_WHAT YOU NEED TO DO_
**1)** Answer these questions about the fish recipe:
(a) How much orange juice goes into the marinade?
(b) How many lemons are listed, and how are they prepared?
(c) In the first direction, how long are the fish fillets pan-fried?
**2)** Reproduce the part of the fish recipe from "Olive oil 2" up to and including "tbs) (For Garnish)".
**3)** Carry on the directions of the fish recipe from the point where its text stops.

_DOCUMENT_
# # #

Western.Chefs's picture
Ingredients
  Small fish 2 Kilogram (Sardine, Mackerel, Red Mullet, Flying Fish)
  Olive oil 2 Tablespoon
For marinade
  White wine 100 Milliliter (10 Centiliter)
  Orange juice 500 Milliliter (5 Deciliter)
  Lemon juice 50 Milliliter (5 Centiliter)
  Fish stock 500 Milliliter (5 Deciliter)
  Cider vinegar 2 Tablespoon
  Vegetables 1⁄2 Cup (8 tbs) (For Garnish)
  Carrots 100 Gram
  Turnips 100 Gram
  Zucchini 100 Gram
  Celery 100 Gram
  Fennel 100 Gram
  Tomatoes 300 Gram, cubed
  Onions 150 Gram
  Shallots 50 Gram
  Orange 1 , sliced
  Lemons 2 , sliced
  Thyme leaves 4
  Salt To Taste
  Pepper To Taste
Directions

Fillet the fishes and pan-fry with olive oil until half-cooked.

# # #

_DATA_
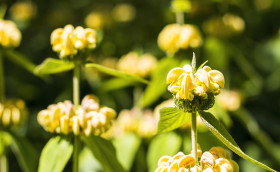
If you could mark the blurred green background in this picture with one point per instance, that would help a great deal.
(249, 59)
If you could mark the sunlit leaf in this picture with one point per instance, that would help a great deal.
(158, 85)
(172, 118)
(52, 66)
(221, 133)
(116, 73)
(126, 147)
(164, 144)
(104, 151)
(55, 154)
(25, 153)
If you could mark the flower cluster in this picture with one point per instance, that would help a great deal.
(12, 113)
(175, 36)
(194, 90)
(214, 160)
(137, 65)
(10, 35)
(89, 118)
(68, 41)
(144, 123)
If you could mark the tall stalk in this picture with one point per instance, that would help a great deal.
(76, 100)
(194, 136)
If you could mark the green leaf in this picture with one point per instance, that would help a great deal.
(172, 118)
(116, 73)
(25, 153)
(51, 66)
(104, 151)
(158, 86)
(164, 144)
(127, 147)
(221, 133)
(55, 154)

# # #

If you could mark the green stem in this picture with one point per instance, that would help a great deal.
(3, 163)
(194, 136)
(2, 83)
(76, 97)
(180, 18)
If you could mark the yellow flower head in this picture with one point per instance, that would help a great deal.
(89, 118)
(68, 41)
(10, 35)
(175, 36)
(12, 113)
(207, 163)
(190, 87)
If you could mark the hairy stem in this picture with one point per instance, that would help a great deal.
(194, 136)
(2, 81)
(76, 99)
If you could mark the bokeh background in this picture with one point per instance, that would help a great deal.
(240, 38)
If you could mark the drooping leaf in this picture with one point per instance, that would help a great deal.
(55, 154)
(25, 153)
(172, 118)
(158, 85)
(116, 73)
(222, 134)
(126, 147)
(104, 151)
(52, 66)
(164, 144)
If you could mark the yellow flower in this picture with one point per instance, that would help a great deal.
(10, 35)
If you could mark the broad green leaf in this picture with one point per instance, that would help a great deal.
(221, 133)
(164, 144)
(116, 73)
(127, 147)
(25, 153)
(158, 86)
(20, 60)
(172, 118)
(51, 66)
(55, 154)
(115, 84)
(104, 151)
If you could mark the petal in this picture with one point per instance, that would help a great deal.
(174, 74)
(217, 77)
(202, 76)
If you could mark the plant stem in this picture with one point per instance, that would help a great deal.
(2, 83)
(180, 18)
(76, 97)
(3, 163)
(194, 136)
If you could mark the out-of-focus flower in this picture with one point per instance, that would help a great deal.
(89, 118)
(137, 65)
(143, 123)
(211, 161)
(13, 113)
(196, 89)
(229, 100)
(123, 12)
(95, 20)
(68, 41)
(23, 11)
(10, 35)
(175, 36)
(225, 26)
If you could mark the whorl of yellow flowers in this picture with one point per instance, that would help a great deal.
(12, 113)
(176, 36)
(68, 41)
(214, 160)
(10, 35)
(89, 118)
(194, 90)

# # #

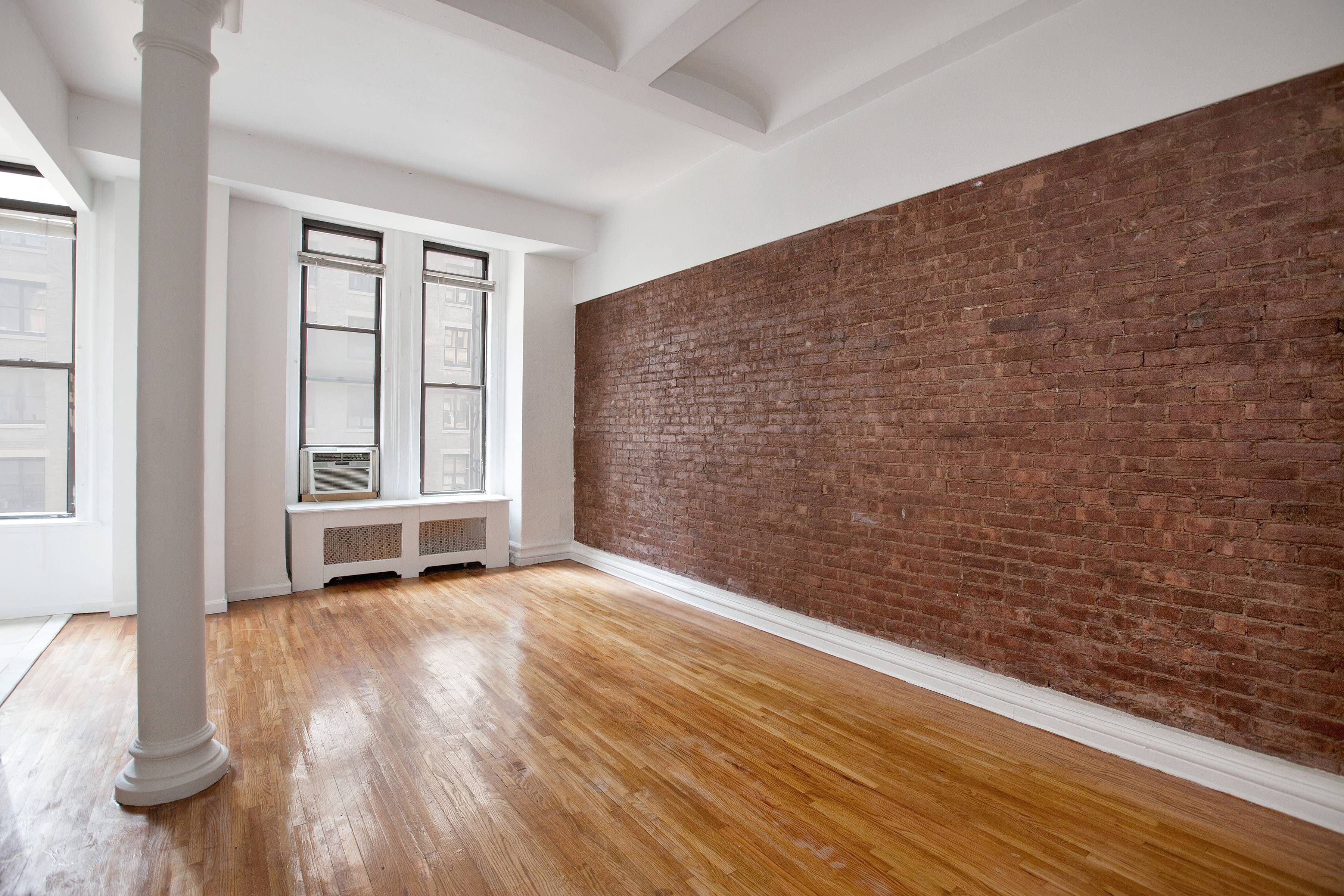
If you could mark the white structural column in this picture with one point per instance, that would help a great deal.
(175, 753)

# # #

_ANSWERS BELOW_
**1)**
(a) 500 milliliters (5 deciliters).
(b) Two lemons, sliced.
(c) Until they are half-cooked.

**2)**
Olive oil 2 Tablespoon
For marinade
  White wine 100 Milliliter (10 Centiliter)
  Orange juice 500 Milliliter (5 Deciliter)
  Lemon juice 50 Milliliter (5 Centiliter)
  Fish stock 500 Milliliter (5 Deciliter)
  Cider vinegar 2 Tablespoon
  Vegetables 1⁄2 Cup (8 tbs) (For Garnish)

**3)**
Remove from heat.
Marinade Mix all the ingredients and leave to marinate overnight.
Vegetables for garnish Slice the onions and chop the shallots.
Stir-fry until fragrant.
Next add the vegetables cut into cubes: carrots, celery, turnips, fennel, zucchini.
Season with salt and pepper and add 2 bay leaves and thyme.
Put in the tomato cubes last.
Cook on low heat until the vegetables are tender.
Check the seasoning at the end and add saffron if needed.
Add the slices of orange and lemon 5 minutes before ready.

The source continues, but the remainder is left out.